_WORK TO COMPLETE_
Please give back, word for word, only the lines starting at the one containing "Target: coastline" and ending at the one containing "Target: red sandstone cliff" within the material below.

|---|

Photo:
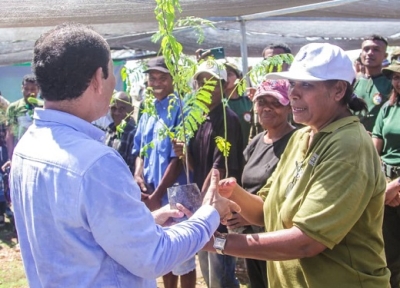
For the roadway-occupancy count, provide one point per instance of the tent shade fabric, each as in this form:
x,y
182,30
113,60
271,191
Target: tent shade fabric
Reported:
x,y
129,24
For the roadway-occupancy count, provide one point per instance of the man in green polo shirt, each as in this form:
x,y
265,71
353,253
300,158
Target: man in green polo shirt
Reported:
x,y
373,86
19,113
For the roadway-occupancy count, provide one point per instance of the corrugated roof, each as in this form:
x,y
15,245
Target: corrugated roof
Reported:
x,y
130,23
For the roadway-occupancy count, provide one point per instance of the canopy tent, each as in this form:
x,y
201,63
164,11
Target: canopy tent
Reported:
x,y
129,24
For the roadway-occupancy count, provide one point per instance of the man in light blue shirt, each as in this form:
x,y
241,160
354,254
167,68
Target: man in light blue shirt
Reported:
x,y
159,169
78,212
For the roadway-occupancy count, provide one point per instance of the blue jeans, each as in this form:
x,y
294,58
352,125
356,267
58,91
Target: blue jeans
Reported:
x,y
218,270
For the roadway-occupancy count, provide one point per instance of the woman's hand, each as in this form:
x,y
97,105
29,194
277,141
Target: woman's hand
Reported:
x,y
226,187
392,193
164,216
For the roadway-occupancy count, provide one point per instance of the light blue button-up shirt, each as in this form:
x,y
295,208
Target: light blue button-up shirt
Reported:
x,y
78,212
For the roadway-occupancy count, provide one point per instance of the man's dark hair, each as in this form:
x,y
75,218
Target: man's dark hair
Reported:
x,y
66,58
376,37
282,46
29,78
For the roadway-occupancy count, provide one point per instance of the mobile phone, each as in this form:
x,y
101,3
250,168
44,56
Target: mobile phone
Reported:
x,y
217,52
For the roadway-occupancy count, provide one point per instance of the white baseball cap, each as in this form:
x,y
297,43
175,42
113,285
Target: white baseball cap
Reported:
x,y
319,62
213,67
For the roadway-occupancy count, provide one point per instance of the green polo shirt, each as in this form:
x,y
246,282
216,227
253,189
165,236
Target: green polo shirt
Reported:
x,y
387,128
334,192
368,89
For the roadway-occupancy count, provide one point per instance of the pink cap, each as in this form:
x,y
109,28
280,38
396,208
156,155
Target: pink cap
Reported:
x,y
276,88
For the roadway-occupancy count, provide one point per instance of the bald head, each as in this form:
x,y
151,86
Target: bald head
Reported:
x,y
123,97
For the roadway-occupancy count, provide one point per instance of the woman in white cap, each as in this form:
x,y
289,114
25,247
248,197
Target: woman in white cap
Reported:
x,y
323,206
386,137
271,104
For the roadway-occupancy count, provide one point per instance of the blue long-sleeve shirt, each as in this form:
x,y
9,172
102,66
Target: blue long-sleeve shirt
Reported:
x,y
78,212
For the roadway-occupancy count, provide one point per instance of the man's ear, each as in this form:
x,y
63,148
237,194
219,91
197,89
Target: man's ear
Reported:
x,y
340,90
97,81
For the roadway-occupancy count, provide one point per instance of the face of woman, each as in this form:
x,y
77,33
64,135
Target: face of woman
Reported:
x,y
313,103
270,112
396,82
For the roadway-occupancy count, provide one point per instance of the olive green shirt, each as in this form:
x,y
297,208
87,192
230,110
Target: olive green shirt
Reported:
x,y
334,192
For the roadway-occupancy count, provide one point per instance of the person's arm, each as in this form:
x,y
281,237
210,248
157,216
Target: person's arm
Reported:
x,y
392,193
171,174
178,147
280,245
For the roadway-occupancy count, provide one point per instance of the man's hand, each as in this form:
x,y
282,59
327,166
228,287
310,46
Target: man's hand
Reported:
x,y
237,221
224,206
392,192
140,181
164,215
226,187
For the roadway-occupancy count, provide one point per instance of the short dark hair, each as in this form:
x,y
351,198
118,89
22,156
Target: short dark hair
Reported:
x,y
350,99
376,37
29,78
282,46
66,58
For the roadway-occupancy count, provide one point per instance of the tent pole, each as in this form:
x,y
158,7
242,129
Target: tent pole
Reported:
x,y
243,50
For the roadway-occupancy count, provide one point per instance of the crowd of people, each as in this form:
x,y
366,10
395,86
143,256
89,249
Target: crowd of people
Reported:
x,y
312,179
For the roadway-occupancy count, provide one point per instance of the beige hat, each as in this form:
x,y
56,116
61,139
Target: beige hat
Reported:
x,y
394,67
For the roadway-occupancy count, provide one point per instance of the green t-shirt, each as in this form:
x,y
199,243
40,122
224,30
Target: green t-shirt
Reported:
x,y
242,106
19,117
387,128
334,192
375,92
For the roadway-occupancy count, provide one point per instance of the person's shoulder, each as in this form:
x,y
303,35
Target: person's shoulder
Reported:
x,y
230,113
16,103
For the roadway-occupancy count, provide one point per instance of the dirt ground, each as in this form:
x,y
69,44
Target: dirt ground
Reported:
x,y
12,274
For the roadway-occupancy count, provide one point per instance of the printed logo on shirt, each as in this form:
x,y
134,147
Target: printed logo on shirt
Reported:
x,y
313,159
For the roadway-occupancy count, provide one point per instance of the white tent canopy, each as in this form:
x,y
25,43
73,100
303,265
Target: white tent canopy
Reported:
x,y
129,24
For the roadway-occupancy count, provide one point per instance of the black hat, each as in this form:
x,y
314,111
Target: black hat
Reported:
x,y
157,63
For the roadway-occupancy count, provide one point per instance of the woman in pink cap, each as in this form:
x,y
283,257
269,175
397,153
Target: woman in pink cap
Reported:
x,y
322,208
271,104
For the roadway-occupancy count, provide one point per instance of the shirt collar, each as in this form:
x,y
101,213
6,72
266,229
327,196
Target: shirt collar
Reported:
x,y
49,117
332,127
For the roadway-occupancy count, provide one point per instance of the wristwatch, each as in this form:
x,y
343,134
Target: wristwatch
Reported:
x,y
219,243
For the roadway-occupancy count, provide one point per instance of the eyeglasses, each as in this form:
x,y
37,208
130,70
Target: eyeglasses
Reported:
x,y
396,60
396,77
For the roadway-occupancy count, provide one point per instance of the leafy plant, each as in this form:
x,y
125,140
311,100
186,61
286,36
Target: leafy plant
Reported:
x,y
182,67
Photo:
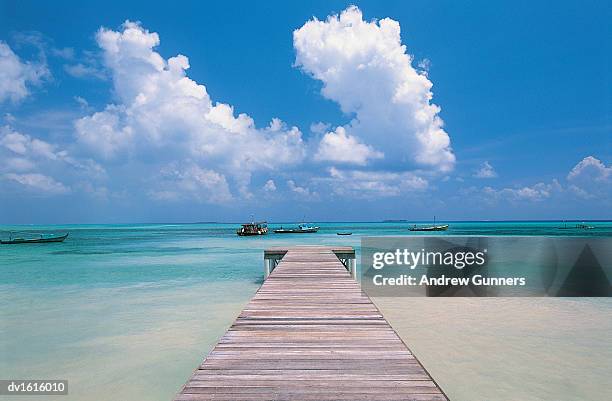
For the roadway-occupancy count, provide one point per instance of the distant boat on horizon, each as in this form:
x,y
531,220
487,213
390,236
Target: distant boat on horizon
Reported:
x,y
253,228
302,228
42,239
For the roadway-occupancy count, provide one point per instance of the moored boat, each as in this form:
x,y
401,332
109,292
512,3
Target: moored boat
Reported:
x,y
443,227
41,239
300,229
254,228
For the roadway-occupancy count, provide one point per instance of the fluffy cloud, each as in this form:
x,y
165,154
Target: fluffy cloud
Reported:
x,y
16,75
38,182
535,193
369,184
365,69
25,158
164,115
590,168
270,186
591,179
304,192
485,171
340,147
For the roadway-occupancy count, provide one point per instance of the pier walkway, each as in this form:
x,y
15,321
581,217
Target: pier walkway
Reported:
x,y
309,333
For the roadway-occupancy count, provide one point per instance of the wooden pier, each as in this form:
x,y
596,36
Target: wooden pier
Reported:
x,y
309,333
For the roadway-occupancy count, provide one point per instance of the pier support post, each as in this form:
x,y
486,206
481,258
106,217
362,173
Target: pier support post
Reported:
x,y
267,269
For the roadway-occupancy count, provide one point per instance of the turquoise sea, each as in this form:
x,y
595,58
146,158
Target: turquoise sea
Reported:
x,y
126,312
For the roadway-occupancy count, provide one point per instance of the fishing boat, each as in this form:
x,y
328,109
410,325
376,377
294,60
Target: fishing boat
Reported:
x,y
253,228
434,227
300,229
41,239
580,226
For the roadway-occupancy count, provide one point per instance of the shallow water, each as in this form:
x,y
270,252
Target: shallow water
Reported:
x,y
126,312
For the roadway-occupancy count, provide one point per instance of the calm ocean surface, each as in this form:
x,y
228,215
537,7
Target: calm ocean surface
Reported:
x,y
126,312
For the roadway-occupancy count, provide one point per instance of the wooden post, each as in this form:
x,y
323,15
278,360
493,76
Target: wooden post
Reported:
x,y
267,269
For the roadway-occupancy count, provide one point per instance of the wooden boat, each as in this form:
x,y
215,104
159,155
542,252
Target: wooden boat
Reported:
x,y
254,228
434,227
443,227
301,229
40,240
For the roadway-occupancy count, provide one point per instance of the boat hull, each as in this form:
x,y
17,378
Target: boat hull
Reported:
x,y
432,228
35,240
297,231
241,234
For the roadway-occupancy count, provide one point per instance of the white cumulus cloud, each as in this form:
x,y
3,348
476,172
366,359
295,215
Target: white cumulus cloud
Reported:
x,y
486,170
38,182
366,69
590,168
161,115
340,147
270,186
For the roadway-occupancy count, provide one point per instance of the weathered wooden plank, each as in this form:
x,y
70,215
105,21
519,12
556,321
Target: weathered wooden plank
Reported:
x,y
309,333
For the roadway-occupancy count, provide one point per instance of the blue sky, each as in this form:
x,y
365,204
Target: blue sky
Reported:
x,y
489,112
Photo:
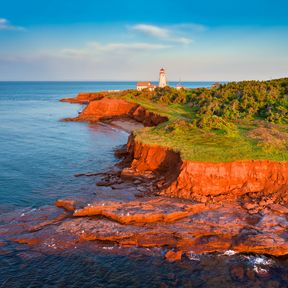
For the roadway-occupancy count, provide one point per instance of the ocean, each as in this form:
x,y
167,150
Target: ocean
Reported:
x,y
39,155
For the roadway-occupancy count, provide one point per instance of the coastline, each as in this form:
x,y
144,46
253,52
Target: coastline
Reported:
x,y
247,209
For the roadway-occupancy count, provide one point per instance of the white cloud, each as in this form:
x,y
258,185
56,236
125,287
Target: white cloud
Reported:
x,y
95,48
126,46
5,25
152,30
172,34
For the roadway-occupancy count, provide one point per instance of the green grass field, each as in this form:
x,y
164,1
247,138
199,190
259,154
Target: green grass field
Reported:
x,y
249,140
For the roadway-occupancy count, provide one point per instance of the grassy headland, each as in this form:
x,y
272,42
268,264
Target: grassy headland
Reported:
x,y
235,121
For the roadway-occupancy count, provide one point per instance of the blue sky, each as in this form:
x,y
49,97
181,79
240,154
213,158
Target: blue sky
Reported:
x,y
131,40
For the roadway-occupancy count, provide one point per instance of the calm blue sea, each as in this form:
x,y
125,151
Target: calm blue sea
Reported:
x,y
39,155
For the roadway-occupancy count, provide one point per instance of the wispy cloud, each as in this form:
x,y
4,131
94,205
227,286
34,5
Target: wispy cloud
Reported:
x,y
152,30
140,46
5,25
94,48
172,33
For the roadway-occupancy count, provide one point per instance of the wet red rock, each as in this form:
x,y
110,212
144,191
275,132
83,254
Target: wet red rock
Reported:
x,y
239,206
69,205
173,256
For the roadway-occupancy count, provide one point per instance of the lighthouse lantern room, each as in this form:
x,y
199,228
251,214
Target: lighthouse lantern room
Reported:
x,y
162,78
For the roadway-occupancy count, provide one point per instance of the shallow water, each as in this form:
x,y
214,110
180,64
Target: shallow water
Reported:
x,y
39,156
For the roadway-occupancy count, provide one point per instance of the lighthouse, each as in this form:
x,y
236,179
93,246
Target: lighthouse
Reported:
x,y
162,78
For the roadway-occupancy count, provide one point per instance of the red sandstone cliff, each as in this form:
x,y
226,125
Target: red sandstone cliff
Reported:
x,y
201,180
113,107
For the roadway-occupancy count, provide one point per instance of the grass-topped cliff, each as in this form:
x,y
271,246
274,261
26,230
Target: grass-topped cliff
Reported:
x,y
234,121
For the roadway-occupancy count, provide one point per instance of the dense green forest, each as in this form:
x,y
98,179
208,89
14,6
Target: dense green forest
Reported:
x,y
247,100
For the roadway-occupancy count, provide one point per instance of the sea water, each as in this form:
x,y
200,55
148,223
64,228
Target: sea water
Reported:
x,y
39,155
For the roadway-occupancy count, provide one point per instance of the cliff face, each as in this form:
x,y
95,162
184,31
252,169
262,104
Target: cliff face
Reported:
x,y
201,181
112,108
85,97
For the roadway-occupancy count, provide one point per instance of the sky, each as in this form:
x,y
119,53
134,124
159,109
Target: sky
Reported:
x,y
90,40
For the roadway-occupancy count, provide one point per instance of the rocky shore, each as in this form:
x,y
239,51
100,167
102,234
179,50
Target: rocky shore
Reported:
x,y
153,198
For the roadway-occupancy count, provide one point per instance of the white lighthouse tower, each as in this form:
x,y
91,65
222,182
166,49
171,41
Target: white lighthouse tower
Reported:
x,y
162,78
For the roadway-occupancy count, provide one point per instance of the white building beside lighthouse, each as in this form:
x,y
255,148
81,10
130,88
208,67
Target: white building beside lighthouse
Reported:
x,y
151,87
162,78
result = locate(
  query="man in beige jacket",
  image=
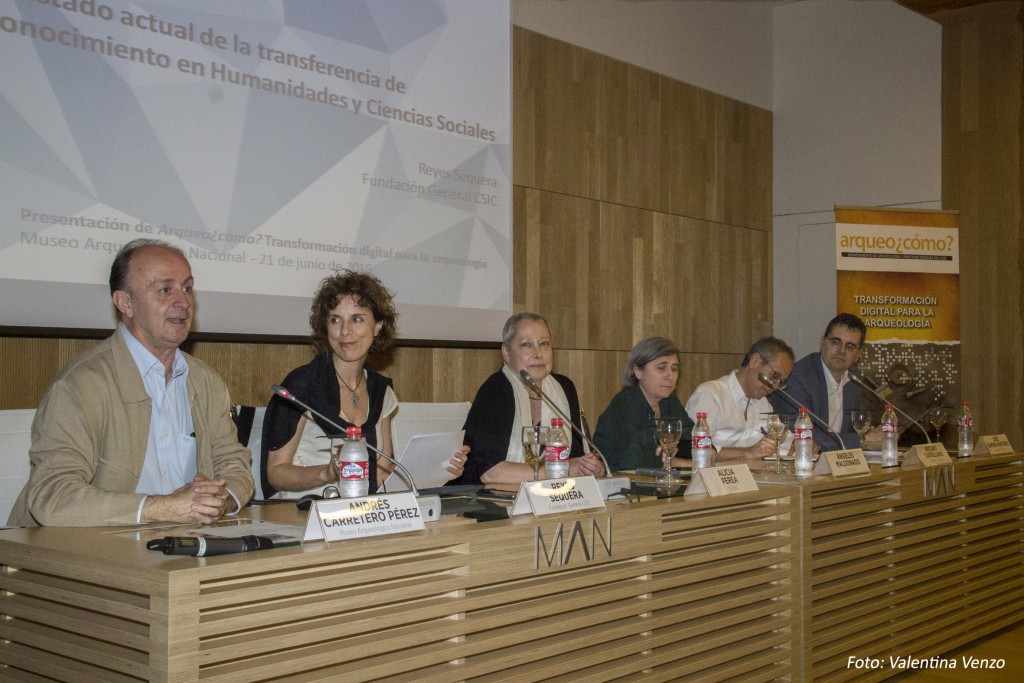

|---|

_SOLUTION TO THIS EXERCISE_
Target: coastline
Reported:
x,y
247,209
For the roadway-occupancy count, provide one point per instance of the white cloud, each as in this form:
x,y
258,185
56,236
125,287
Target: white cloud
Reported:
x,y
95,48
126,46
5,25
152,30
172,34
For the roadway-occupancy count, provide one point per instance of the green grass field, each as in this form:
x,y
164,1
247,138
199,190
259,154
Target: green grass field
Reported:
x,y
249,140
For the roadway-occupancy count, provide one point per instance of the grassy headland, each as in this form:
x,y
272,42
268,264
Target: grassy headland
Reported:
x,y
235,121
For the roadway-occupancy count, provide one point per instance of the blue sky, each as in this form:
x,y
49,97
181,79
240,154
213,158
Target: blue sky
Reported:
x,y
131,40
For the roadway-occupancy count, provide one point per instance of the calm blue sea, each as in this form:
x,y
125,151
Target: calm blue sea
Reported:
x,y
39,155
For the roadway-occupancy count, provide one point per instance of the wispy cloud, each as in this form:
x,y
4,131
94,205
227,286
34,5
Target: wispy cloud
Reported:
x,y
152,30
140,46
5,25
94,48
172,33
For the roadway-occupancy count, provide one point per instance of the wet red rock, each as in this form:
x,y
110,212
144,191
275,132
83,254
Target: wet red rock
Reported:
x,y
239,206
69,205
173,256
For the roadway-occupancy count, provide one point per instance of the lighthouse lantern room, each as in this form:
x,y
199,228
251,214
Target: lighthouse lantern room
Reported:
x,y
162,78
For the roadway-occupancy count, provide one point per instance of the shallow water, each as in this form:
x,y
214,110
180,64
Target: shallow water
Reported:
x,y
39,156
For the roadway-occupancy count, provide one point per instance of the lighthouse, each as in this form:
x,y
236,179
93,246
Target: lighthouse
Reported:
x,y
162,78
For the roadway-occupancy count, provide one point per instance of the red sandstone cliff, each as in this form:
x,y
226,125
Target: red sandstone cliff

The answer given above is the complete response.